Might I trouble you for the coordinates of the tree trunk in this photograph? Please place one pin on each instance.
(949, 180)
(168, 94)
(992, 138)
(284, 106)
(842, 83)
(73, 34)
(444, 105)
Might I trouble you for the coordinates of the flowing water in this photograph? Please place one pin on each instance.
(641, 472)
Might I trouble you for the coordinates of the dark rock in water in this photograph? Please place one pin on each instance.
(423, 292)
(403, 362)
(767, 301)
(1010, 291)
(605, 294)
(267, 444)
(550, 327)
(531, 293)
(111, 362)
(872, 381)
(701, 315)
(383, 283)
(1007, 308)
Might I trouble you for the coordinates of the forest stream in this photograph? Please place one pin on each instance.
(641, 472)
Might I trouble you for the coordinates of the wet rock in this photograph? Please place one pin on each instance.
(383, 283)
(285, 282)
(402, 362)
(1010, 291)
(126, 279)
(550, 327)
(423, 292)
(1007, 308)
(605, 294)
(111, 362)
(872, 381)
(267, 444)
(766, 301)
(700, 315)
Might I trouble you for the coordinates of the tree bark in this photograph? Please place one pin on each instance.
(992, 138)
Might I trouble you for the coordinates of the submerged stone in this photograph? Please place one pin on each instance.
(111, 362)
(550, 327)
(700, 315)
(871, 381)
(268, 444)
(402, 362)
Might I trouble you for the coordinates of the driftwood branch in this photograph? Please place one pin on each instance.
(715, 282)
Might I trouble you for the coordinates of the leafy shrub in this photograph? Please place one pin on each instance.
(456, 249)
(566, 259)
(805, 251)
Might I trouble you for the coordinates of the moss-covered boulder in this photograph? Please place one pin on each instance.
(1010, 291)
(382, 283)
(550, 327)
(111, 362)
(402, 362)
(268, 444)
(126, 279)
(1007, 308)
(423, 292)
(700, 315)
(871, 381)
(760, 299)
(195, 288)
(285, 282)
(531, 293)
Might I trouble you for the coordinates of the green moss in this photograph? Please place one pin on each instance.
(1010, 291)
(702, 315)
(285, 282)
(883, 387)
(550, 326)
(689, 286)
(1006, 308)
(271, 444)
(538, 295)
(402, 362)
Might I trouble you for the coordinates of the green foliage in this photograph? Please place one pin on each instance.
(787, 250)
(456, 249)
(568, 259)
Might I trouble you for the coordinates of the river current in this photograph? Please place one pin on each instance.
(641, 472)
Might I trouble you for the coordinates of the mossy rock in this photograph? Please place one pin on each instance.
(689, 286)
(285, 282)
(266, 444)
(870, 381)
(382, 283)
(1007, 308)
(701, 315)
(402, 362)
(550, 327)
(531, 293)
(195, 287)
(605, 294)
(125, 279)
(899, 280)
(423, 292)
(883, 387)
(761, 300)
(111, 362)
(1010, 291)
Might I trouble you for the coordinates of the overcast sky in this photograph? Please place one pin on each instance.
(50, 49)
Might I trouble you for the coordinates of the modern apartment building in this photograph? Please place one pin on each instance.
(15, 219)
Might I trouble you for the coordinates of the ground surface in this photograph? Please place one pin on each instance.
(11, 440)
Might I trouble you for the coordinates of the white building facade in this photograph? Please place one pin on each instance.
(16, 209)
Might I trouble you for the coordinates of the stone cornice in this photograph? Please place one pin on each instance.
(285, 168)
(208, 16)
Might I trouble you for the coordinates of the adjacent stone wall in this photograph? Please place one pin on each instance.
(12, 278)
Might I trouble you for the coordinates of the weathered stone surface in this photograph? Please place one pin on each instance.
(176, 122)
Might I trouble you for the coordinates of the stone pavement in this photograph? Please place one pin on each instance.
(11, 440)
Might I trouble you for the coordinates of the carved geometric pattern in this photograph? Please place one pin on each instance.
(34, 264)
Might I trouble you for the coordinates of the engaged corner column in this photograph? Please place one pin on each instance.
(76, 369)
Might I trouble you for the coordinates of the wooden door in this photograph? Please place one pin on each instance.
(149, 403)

☆ ☆ ☆ ☆

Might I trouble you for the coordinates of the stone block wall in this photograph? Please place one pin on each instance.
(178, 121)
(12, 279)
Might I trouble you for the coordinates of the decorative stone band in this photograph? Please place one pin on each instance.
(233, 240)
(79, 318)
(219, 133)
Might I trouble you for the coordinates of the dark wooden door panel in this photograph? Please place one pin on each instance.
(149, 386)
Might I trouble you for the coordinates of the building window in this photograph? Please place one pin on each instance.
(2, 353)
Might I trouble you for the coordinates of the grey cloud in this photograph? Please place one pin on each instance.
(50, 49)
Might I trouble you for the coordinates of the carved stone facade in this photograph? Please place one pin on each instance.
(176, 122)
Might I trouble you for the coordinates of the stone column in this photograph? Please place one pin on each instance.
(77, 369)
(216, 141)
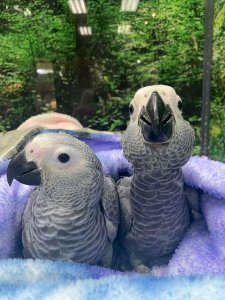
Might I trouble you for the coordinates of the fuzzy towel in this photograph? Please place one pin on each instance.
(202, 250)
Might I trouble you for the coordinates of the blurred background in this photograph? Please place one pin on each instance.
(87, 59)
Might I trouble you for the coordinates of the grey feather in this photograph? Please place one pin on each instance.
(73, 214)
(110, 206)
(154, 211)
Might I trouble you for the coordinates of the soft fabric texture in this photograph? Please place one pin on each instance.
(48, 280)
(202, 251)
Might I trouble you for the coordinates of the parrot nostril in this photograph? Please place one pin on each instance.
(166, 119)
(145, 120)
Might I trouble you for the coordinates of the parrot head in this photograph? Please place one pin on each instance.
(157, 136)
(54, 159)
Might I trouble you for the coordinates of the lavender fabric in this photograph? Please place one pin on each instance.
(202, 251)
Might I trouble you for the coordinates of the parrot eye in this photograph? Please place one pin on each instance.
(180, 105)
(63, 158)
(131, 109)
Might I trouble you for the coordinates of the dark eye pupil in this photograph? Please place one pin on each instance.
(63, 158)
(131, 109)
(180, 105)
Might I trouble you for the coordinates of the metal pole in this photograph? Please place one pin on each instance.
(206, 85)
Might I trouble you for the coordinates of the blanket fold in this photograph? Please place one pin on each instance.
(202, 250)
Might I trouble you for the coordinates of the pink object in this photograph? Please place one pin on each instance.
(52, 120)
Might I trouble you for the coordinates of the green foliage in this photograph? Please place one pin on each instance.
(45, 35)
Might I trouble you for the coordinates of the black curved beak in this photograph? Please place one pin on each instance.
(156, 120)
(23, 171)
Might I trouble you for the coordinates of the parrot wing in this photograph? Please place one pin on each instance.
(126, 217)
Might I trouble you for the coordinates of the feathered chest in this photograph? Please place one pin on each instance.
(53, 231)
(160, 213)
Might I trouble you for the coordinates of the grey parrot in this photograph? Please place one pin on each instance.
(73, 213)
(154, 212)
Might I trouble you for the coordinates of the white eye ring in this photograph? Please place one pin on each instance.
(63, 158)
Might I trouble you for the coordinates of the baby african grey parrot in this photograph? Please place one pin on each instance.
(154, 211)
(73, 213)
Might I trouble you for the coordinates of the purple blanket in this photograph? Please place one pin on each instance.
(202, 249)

☆ ☆ ☆ ☆

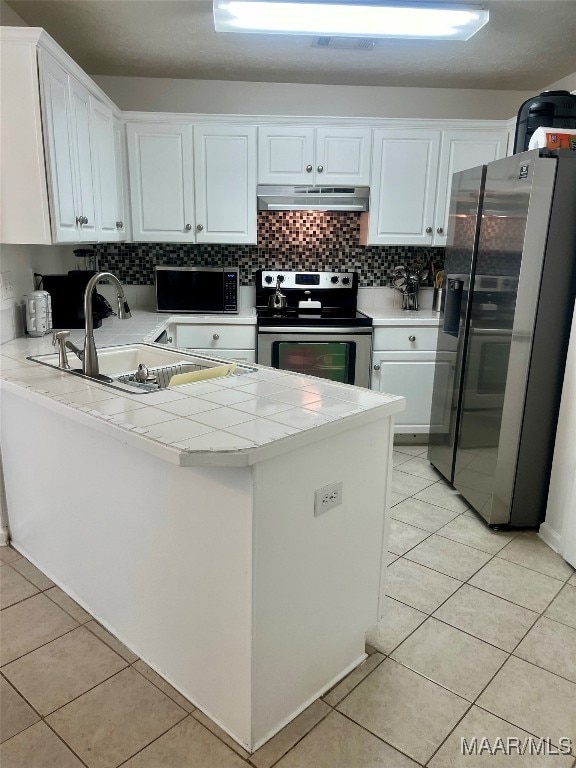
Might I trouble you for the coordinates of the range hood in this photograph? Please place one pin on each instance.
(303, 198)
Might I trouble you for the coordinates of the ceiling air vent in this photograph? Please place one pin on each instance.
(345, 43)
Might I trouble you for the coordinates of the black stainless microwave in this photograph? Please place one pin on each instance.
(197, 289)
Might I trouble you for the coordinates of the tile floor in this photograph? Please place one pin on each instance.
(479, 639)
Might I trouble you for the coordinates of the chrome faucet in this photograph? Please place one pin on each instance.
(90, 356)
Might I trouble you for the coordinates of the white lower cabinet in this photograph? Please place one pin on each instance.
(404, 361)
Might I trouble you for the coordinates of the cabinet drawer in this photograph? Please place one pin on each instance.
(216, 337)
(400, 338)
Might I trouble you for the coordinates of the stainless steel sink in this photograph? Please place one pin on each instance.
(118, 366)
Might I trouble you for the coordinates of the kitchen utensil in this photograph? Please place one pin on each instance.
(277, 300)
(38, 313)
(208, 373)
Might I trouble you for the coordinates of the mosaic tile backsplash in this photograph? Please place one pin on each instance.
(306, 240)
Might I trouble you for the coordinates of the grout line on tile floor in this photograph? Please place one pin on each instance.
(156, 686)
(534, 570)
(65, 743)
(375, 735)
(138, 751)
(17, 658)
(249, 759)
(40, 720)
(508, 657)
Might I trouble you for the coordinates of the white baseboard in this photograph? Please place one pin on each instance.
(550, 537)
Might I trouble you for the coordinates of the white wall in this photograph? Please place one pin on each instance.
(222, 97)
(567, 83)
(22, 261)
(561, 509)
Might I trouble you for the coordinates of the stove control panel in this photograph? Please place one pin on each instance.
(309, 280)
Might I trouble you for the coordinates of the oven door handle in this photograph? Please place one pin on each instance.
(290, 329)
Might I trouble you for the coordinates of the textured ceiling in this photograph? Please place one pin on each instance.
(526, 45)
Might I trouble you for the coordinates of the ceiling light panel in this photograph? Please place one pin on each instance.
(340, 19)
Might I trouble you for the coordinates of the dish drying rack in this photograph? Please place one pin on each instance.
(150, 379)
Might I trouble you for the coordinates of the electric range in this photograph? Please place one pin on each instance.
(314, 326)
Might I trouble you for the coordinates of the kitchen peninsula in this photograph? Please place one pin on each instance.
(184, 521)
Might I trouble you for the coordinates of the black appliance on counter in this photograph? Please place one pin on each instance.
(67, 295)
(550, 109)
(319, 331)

☆ ☆ ☆ ☆

◆ TASK PROMPT
Count the lines in the rows above that contain the string "range", and give only the resulting number.

◆ TASK ANSWER
2